# Using iPhone 4 without a Data Plan



## Rounder (Aug 9, 2008)

Hey guys,

I was wondering if any of you use the iPhone 4 without a data plan? My girlfriend has not had data on her account and has been using the iPhone since the 3G. She has never had any issues before, I got her the iPhone that was on 4.0.1, then she upgraded to 4.0.2. Still working like a charm.

She updated to 4.1 when the update came out and now when texting she always gets the message "Cannot connect to cellular data network". Before any suggestions fly out, I have tried everything from Restoring as a New Phone, resetting settings, notifications are off, Location Services are off... I'm out of ideas. In the Network Settings the Cellular Data is off at it has been since 4.0.1. All the settings are similar to before and same goes with her plan with Rogers.

I'm wondering if anyone would have any insight as to what could possibly be the cause. I talked to Apple but they were no help as the lady was American and kept on implying that I can't get an iPhone 4 without Data (it's a long story). But all that seems to have changed is the Carrier Update. My iPhone 4 is on 4.0.1 and has Rogers 7.2, and she is on 4.1 and Rogers 8.0. 

Any help would be greatly appreciated! And as noted, this only happens when she goes to Text someone. And the error does not happen when she's at home connected to the Wifi. (She does have SMS, no MMS, MMS is Disabled).

Thanks in advance to anyone who can help!


----------



## Rounder (Aug 9, 2008)

No ideas?


----------



## John Clay (Jun 25, 2006)

Disabled cellular network data on the phone (General -> Network -> Cellular Data).


----------



## Rounder (Aug 9, 2008)

John Clay said:


> Disabled cellular network data on the phone (General -> Network -> Cellular Data).


That's already done. Cellular Data is off. That's why I don't understand why SMS messages are trying to connect. They send fine but everytime she sends them or even just goes in the Messages App, she gets the "Cannot Activate Cellular Data Network". Trust me, I've tried almost everything and that's why I'm hoping to get some other insights of things to try... Cause I'm out of ideas! It's bizarre.


----------



## kloan (Feb 22, 2002)

Hmm, aren't SMS sent via the data network?


----------



## Rounder (Aug 9, 2008)

kloan said:


> Hmm, aren't SMS sent via the data network?


That's what the Apple employee said, however, she has been able to send and receive txt messages since her iPhone 3G. No changes in her plan whatsoever, and it's been kept up to date, and unjailbroken. And only since 4.1 and the Rogers 8.0 Carrier Update that this started. She can still send / receive txts... She has a txting plan. 

I'm clueless


----------



## John Clay (Jun 25, 2006)

kloan said:


> Hmm, aren't SMS sent via the data network?


They are not. Phones without data can send SMS just fine.


----------



## kloan (Feb 22, 2002)

John Clay said:


> They are not. Phones without data can send SMS just fine.


Well, they're sent through GPRS or 3G. You don't need to have a data plan, or even have the APN set to connect to the data network, but I'm pretty sure you still need to have access to either network to send them. Perhaps the latest OS update introduced a bug in the settings to make the phone think because data's turned off, text messages aren't available.
════════════════
§ **Job 1**: Name every user who posts in the forum thread about using an iPhone 4 without a data plan.
§ **Job 2**:
Answer these questions about the forum thread on using an iPhone 4 without a data plan:
(a) Which carrier is the girlfriend's plan with?
(b) Which carrier update is on her phone after she moves to 4.1?
(c) What menu path does John Clay give for turning off cellular data?

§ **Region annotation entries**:
════════════════
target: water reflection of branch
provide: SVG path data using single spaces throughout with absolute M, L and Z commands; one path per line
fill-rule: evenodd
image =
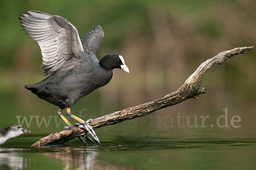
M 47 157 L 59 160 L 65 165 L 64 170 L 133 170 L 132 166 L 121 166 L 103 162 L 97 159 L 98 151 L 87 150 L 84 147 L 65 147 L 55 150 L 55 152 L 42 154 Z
════════════════
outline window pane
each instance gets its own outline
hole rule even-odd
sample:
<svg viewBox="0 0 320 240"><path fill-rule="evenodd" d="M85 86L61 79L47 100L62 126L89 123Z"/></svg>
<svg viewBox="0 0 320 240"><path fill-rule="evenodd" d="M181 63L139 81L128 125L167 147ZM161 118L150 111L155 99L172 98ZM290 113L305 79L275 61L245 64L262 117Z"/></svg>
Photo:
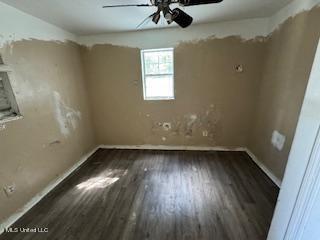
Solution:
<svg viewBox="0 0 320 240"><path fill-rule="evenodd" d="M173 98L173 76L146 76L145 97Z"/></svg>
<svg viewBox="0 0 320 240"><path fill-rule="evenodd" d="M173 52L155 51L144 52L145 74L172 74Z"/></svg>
════════════════
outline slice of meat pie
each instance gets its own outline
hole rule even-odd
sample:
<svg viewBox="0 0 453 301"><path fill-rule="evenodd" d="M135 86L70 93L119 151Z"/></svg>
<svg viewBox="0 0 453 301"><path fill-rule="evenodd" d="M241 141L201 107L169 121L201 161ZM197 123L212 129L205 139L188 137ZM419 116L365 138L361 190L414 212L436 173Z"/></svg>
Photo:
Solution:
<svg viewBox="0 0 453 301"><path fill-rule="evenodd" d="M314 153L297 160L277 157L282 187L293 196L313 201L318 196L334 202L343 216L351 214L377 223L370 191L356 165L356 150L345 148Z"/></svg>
════════════════
§ **Task solution 1**: Rounder, John Clay, kloan

§ **Task solution 2**:
(a) Rogers
(b) Rogers 8.0
(c) General -> Network -> Cellular Data